[Given records]
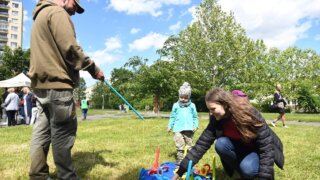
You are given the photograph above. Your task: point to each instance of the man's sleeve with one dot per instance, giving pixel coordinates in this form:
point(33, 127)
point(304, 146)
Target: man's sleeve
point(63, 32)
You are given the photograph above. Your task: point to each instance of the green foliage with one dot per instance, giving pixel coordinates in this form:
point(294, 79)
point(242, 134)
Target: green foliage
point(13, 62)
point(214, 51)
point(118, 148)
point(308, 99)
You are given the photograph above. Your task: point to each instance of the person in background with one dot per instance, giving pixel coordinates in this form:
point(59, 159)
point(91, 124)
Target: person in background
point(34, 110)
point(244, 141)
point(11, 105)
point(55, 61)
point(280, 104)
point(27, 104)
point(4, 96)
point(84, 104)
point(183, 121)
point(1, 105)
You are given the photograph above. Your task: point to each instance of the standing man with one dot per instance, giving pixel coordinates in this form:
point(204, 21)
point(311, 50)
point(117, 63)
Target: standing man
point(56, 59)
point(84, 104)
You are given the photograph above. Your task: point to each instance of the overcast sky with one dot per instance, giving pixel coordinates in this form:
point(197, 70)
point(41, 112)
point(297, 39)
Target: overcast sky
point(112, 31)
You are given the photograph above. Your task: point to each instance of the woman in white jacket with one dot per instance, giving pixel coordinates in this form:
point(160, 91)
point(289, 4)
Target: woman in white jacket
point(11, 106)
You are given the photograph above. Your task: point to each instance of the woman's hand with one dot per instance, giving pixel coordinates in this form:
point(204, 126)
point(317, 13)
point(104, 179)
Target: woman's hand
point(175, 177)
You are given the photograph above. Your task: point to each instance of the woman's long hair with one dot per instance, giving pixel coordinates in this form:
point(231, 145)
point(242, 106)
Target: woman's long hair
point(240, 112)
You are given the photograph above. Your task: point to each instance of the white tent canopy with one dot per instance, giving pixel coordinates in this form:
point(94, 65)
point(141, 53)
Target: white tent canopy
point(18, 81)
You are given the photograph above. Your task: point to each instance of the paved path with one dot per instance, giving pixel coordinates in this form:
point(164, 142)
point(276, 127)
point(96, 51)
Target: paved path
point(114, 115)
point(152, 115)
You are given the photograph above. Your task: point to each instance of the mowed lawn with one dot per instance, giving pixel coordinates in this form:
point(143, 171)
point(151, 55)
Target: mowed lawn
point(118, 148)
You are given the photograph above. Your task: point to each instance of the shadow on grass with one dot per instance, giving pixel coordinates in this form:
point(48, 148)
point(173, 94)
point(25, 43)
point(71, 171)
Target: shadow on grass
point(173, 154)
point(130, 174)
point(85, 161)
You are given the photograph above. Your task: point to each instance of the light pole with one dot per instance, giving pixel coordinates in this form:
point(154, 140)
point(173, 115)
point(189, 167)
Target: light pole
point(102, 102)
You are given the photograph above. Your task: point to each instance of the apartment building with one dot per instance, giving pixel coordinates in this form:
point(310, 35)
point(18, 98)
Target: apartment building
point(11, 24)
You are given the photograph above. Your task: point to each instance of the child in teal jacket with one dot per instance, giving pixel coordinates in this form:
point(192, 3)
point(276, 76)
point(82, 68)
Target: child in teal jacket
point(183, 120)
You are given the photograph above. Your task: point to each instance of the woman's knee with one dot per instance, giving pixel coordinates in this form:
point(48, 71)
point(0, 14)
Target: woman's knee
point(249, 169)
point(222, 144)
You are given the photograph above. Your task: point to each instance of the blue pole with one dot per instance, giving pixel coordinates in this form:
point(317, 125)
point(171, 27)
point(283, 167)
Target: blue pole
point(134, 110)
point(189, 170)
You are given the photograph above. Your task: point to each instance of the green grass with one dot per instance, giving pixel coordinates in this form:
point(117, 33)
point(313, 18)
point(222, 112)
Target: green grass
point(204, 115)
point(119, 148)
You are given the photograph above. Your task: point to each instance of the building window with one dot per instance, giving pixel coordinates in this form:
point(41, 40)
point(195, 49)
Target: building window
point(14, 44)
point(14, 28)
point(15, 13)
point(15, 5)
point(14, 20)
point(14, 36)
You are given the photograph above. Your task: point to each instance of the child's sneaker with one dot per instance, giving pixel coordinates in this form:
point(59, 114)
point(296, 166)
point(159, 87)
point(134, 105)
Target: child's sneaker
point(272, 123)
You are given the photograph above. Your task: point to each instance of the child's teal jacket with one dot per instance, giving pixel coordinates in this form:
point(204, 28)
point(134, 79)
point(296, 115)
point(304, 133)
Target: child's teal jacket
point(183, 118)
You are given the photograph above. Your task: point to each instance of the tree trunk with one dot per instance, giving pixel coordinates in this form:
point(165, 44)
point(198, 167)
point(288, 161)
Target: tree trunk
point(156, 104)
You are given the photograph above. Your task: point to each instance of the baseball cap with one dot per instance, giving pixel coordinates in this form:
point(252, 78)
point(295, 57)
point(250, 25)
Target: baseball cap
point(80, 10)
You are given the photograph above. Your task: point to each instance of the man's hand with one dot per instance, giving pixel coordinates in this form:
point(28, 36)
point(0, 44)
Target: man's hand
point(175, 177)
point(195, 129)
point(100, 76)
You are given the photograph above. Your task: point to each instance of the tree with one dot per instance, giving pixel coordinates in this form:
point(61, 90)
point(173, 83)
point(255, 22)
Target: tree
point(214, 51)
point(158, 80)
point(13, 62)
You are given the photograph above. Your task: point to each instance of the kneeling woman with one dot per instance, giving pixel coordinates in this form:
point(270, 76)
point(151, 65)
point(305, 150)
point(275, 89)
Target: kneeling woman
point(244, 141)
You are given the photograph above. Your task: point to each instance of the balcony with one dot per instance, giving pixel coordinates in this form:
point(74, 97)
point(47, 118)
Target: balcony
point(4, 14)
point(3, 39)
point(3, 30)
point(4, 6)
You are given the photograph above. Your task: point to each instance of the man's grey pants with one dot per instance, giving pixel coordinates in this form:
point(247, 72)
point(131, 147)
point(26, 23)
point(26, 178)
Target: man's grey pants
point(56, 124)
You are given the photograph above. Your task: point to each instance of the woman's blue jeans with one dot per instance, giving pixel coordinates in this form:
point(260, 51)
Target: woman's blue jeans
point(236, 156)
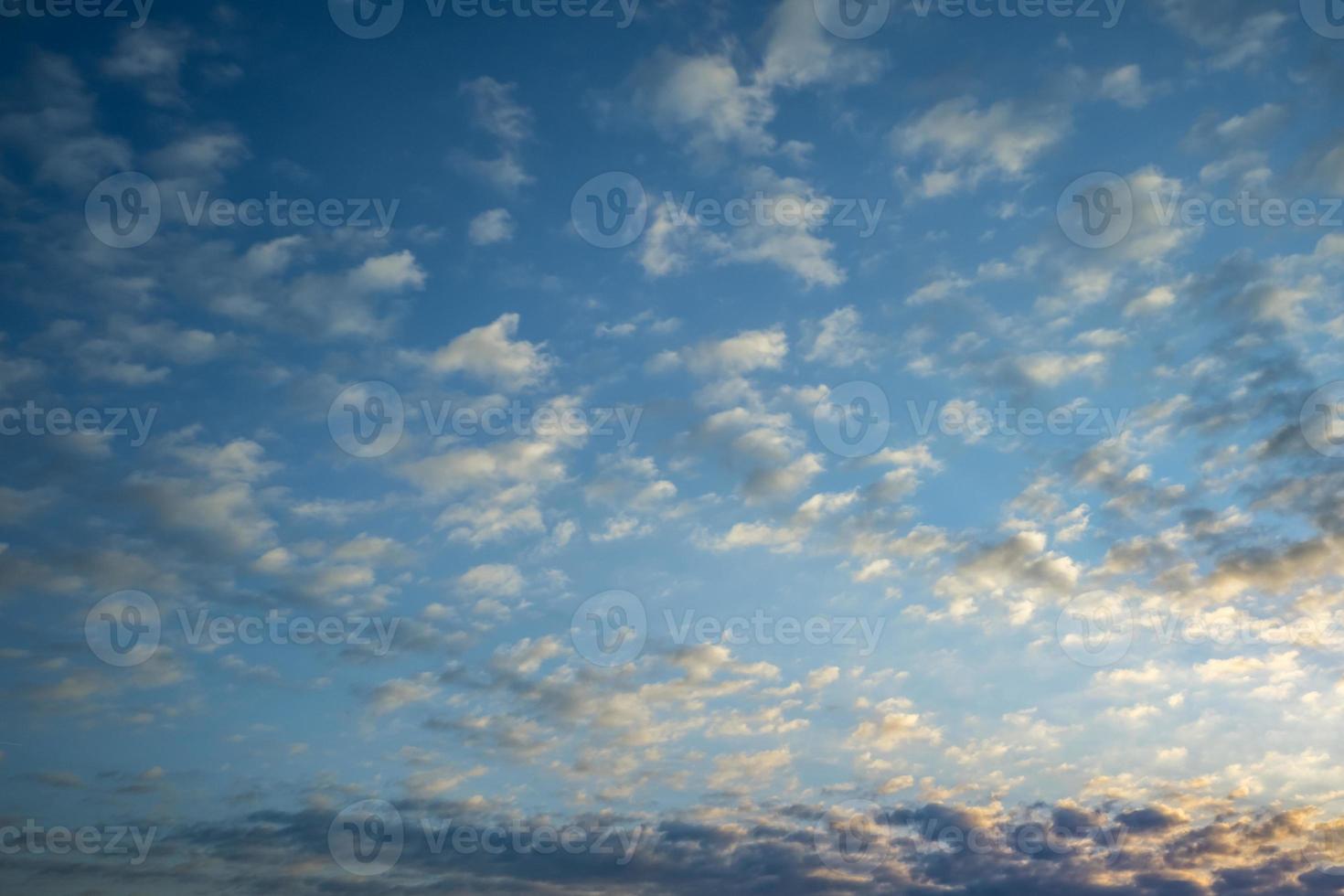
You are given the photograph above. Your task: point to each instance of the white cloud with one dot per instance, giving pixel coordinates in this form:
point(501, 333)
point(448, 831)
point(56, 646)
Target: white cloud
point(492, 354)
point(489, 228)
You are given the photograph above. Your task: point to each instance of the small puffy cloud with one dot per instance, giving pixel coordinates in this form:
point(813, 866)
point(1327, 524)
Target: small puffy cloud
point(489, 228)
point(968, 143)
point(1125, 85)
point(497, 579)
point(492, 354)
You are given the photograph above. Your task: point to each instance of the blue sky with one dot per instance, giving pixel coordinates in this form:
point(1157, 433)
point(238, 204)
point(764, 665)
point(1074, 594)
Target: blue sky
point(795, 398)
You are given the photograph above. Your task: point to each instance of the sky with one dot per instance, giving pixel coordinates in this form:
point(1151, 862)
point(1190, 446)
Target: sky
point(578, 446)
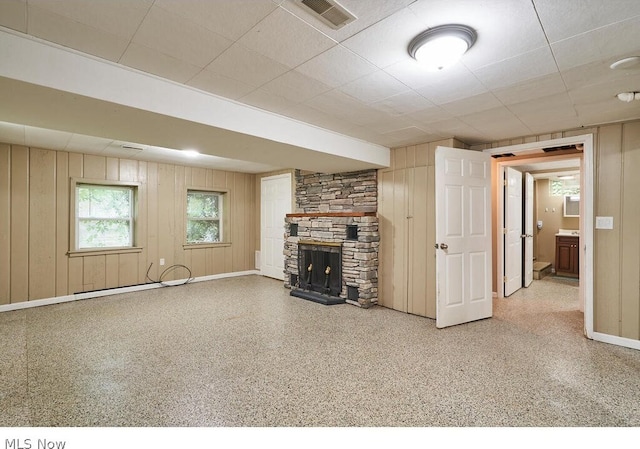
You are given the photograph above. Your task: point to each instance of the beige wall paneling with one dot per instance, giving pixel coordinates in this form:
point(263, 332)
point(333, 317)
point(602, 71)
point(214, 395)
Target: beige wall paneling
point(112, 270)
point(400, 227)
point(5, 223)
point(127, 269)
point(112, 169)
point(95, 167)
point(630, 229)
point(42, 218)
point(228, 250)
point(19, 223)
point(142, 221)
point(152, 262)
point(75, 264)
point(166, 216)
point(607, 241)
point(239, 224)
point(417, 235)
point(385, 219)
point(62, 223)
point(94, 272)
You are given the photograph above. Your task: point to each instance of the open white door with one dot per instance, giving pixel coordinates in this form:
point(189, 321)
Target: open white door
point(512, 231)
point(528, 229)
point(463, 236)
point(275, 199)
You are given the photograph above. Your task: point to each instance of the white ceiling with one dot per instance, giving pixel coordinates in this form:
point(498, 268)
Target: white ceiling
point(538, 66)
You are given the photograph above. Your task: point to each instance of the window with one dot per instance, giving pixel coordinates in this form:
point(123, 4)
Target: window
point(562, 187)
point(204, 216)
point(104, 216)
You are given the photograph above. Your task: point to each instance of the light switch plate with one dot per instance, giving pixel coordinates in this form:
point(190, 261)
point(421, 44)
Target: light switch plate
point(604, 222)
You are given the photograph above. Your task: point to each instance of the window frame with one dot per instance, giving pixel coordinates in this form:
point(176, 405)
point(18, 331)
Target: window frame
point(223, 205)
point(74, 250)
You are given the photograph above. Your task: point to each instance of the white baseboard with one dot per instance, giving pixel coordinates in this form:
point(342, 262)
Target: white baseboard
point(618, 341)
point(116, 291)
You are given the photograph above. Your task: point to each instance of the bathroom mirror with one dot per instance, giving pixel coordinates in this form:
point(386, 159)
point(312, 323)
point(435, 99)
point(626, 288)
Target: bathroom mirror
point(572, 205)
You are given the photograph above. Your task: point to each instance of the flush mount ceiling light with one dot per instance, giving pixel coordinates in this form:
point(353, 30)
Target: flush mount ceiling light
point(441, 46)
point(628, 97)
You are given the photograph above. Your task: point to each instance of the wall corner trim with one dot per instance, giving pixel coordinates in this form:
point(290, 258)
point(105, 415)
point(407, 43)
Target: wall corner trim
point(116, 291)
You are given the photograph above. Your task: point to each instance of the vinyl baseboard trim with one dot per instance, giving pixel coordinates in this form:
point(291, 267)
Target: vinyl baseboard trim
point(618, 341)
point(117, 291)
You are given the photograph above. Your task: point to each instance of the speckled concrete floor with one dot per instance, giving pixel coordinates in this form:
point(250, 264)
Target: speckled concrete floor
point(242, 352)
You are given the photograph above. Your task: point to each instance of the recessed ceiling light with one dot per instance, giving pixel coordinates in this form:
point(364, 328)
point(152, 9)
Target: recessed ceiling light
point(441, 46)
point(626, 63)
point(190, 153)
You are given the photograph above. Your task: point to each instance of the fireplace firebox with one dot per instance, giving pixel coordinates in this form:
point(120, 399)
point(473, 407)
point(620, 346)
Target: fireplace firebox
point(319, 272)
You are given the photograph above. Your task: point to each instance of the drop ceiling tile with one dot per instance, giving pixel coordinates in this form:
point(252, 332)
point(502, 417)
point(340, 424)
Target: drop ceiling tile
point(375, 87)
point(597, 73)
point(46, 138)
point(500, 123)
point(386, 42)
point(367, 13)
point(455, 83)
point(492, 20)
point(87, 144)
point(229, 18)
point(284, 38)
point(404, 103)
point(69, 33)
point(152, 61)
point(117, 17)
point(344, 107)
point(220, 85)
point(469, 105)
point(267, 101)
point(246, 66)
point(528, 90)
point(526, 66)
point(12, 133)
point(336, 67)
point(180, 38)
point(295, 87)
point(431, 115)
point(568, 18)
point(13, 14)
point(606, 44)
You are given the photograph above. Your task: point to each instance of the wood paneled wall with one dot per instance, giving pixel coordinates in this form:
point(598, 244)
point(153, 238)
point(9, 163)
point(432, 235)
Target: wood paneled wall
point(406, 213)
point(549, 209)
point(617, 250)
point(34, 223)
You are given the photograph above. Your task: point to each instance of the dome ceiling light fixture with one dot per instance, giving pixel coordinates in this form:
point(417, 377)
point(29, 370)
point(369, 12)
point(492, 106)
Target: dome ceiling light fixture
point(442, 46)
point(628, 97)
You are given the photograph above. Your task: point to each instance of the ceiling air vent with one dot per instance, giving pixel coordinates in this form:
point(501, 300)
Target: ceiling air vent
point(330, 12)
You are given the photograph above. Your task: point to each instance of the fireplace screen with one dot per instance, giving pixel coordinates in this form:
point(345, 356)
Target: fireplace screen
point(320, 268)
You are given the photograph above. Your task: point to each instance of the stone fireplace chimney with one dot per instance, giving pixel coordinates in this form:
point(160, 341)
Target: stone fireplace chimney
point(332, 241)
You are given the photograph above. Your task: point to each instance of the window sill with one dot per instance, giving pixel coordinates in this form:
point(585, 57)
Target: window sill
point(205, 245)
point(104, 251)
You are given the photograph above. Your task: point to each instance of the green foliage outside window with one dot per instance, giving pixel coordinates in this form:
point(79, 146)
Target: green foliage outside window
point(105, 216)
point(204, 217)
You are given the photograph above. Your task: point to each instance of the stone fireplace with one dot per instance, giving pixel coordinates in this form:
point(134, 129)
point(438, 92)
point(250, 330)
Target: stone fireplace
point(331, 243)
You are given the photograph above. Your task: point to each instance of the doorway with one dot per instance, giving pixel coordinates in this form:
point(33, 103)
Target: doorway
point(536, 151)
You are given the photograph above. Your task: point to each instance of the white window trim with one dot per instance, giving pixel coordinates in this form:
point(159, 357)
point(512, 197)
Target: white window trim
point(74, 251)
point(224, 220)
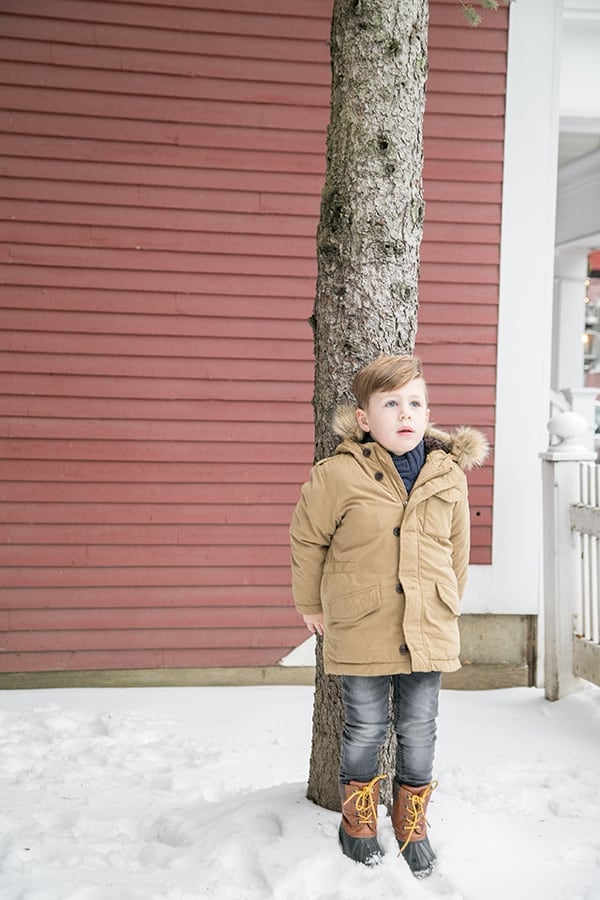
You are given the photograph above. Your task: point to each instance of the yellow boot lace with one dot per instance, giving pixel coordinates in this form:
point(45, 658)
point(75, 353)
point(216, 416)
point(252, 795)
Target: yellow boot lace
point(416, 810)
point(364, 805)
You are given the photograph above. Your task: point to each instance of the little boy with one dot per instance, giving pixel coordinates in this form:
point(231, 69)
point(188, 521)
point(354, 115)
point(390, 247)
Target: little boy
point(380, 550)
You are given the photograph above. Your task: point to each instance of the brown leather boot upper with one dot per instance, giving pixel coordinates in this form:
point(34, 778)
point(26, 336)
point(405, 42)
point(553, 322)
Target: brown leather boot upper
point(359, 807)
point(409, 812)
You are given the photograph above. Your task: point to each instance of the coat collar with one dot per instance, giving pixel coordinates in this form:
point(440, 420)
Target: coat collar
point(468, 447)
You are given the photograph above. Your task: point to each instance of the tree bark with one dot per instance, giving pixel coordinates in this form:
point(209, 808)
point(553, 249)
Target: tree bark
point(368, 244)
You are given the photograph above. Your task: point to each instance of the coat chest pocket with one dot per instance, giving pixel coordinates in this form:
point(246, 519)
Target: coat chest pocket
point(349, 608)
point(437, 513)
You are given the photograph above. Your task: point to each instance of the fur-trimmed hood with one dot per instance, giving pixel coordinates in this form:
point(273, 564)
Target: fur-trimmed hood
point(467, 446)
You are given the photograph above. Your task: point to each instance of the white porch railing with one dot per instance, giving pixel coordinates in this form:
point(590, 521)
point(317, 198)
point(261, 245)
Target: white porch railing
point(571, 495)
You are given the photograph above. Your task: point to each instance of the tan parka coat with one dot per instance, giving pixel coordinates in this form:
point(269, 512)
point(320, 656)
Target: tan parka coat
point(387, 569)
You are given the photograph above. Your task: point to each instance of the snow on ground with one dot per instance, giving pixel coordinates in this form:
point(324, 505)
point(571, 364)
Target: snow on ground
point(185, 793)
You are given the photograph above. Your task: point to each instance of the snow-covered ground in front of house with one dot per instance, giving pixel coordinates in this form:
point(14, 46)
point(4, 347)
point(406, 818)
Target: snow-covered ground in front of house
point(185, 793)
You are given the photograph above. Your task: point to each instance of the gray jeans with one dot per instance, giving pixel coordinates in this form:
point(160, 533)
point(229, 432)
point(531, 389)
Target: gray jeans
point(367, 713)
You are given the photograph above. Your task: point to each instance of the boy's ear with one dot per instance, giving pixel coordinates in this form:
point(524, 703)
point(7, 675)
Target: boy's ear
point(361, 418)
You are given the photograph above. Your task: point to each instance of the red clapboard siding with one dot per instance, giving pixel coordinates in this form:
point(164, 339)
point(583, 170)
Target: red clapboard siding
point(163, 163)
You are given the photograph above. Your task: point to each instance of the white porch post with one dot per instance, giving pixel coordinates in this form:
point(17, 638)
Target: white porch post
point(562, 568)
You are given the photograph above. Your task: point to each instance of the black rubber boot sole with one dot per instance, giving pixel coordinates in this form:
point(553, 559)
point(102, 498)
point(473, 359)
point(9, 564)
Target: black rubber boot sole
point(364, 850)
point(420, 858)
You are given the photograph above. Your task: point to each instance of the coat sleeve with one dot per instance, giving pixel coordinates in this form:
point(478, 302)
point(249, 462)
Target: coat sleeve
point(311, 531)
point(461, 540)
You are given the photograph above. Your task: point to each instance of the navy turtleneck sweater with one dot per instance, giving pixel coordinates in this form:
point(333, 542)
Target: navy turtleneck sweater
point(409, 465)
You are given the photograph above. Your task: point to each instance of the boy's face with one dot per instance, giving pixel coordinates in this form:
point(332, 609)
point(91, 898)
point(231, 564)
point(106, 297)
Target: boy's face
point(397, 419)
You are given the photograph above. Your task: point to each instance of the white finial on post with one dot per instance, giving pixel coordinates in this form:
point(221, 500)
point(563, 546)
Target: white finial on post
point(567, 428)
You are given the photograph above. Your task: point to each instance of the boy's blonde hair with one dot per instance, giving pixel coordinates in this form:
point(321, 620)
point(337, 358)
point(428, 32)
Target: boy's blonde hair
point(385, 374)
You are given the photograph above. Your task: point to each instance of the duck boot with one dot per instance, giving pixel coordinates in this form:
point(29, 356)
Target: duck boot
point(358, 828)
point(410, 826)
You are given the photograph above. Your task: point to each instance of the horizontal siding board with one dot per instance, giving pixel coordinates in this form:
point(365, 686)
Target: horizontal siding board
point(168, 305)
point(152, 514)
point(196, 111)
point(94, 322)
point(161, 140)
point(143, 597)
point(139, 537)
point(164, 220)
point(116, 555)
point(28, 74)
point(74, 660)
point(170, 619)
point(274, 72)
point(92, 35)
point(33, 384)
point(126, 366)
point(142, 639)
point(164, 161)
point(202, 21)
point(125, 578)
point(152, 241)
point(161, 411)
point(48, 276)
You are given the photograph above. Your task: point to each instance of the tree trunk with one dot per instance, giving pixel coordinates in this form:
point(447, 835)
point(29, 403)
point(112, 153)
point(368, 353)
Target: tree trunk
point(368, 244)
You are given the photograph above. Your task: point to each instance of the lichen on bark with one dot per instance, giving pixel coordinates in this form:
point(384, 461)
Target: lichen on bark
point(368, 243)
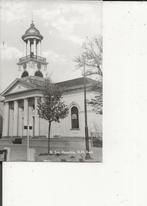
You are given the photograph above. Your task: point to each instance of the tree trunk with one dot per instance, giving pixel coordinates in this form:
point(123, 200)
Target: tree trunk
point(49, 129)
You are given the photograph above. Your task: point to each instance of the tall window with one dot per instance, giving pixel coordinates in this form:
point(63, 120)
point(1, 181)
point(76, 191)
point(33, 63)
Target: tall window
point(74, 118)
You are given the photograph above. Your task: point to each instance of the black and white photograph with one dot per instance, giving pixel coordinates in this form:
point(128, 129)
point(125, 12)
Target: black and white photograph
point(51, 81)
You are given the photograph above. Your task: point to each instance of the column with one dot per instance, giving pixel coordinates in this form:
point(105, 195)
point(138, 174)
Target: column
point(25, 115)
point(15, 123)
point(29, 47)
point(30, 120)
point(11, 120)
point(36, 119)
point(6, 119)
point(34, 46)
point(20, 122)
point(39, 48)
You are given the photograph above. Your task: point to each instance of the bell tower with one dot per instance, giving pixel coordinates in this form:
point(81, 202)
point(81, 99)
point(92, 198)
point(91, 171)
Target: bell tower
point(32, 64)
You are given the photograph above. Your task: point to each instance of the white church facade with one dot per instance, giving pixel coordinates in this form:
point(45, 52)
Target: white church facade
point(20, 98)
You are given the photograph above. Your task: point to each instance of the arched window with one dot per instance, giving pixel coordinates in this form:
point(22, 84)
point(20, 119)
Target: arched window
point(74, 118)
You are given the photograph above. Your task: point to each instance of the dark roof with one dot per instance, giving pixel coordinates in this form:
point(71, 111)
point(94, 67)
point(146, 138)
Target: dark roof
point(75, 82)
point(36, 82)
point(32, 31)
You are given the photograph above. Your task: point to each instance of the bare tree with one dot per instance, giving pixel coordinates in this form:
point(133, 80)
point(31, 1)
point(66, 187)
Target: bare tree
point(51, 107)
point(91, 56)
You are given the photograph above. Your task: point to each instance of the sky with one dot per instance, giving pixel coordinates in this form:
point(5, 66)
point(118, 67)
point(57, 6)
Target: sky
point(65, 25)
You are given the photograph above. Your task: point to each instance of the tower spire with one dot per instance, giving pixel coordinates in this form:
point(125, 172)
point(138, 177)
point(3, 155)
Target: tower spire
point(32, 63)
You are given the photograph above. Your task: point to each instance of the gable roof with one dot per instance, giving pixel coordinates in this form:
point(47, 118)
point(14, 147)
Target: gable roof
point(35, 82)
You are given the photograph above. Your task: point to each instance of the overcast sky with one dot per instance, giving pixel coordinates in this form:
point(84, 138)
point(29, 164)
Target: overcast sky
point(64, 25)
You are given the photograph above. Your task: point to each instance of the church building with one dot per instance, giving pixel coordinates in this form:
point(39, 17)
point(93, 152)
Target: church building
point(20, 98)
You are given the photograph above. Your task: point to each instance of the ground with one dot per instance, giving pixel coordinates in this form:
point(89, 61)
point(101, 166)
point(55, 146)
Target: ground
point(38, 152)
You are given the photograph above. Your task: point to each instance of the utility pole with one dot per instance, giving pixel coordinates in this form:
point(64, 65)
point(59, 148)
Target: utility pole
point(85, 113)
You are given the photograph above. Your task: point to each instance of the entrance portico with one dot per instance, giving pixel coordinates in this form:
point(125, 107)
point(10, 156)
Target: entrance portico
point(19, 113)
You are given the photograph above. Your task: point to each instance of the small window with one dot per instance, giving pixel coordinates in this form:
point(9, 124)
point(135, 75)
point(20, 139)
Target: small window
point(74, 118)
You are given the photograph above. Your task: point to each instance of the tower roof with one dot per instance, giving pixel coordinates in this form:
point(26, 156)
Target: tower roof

[Exercise description]
For the listing above, print only the lines starting at the line containing "point(33, 103)" and ending at the line containing "point(512, 197)", exactly, both included.

[The completed task]
point(33, 103)
Target: doorway
point(536, 151)
You are given the photograph above. Your task: point to each instance of the white window trim with one dot per instance, giving pixel coordinates in this form:
point(159, 357)
point(512, 197)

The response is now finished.